_Records shown_.
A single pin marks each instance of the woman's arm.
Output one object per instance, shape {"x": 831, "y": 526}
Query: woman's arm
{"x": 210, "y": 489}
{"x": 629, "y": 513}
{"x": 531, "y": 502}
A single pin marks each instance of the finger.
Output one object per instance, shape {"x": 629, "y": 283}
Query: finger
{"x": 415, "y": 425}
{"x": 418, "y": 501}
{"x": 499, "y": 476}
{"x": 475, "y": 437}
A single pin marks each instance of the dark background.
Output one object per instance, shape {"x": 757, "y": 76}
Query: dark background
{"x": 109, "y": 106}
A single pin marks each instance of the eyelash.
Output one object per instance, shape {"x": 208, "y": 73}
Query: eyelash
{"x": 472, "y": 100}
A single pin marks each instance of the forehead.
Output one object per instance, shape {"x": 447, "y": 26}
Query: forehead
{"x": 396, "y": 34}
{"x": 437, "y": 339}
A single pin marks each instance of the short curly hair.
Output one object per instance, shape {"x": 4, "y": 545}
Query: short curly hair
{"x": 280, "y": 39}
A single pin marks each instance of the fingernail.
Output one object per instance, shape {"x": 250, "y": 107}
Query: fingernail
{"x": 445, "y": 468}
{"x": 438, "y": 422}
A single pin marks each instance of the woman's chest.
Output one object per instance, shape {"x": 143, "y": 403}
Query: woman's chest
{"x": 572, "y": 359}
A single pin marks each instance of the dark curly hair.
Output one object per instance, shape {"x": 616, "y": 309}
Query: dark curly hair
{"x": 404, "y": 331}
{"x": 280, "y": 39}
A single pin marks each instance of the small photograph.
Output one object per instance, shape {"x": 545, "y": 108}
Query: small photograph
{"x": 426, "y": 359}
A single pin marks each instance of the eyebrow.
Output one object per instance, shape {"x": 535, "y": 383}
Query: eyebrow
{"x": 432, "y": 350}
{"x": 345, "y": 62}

_Task instructions_. Duplicate all of the records above line for line, without changing anything.

_Completed task_.
A single pin marks each instance of the woman's arm.
Output one object per instance, shape {"x": 831, "y": 526}
Query: woman's arm
{"x": 210, "y": 489}
{"x": 629, "y": 513}
{"x": 531, "y": 502}
A single pin marks each instance of the finger.
Output one object per instance, shape {"x": 629, "y": 283}
Query: finger
{"x": 415, "y": 425}
{"x": 418, "y": 501}
{"x": 499, "y": 476}
{"x": 475, "y": 437}
A single pin marks each instance of the dark background.
Output one object per instance, shape {"x": 757, "y": 76}
Query: dark background
{"x": 109, "y": 106}
A single pin marks each instance of the eyelash.
Output one object per instance, shape {"x": 208, "y": 73}
Query: eyelash
{"x": 472, "y": 100}
A single pin marks each instance of the forehead.
Output one object per instance, shape {"x": 447, "y": 26}
Query: forehead
{"x": 396, "y": 34}
{"x": 437, "y": 339}
A single pin marks each instance of the short curly hair.
Output one object per instance, shape {"x": 4, "y": 545}
Query: short curly hair
{"x": 280, "y": 39}
A single pin marks each instance of the fingernail.
Output one object per instance, shape {"x": 250, "y": 107}
Query: fingernail
{"x": 445, "y": 468}
{"x": 438, "y": 422}
A single pin marks each instance of the woman's chest.
Output one object per instance, shape {"x": 143, "y": 403}
Query: woman's chest
{"x": 572, "y": 359}
A single pin marks each instance of the dark curly hair.
Output one object per instance, shape {"x": 616, "y": 309}
Query: dark curly hair
{"x": 404, "y": 331}
{"x": 280, "y": 39}
A single pin marks each instance of the small photograph.
Output one object per instance, shape {"x": 545, "y": 108}
Query: small photograph
{"x": 426, "y": 359}
A single pin marks each instance of the eyebrow.
Output one object per instance, shape {"x": 535, "y": 383}
Query: eyebrow
{"x": 432, "y": 350}
{"x": 345, "y": 62}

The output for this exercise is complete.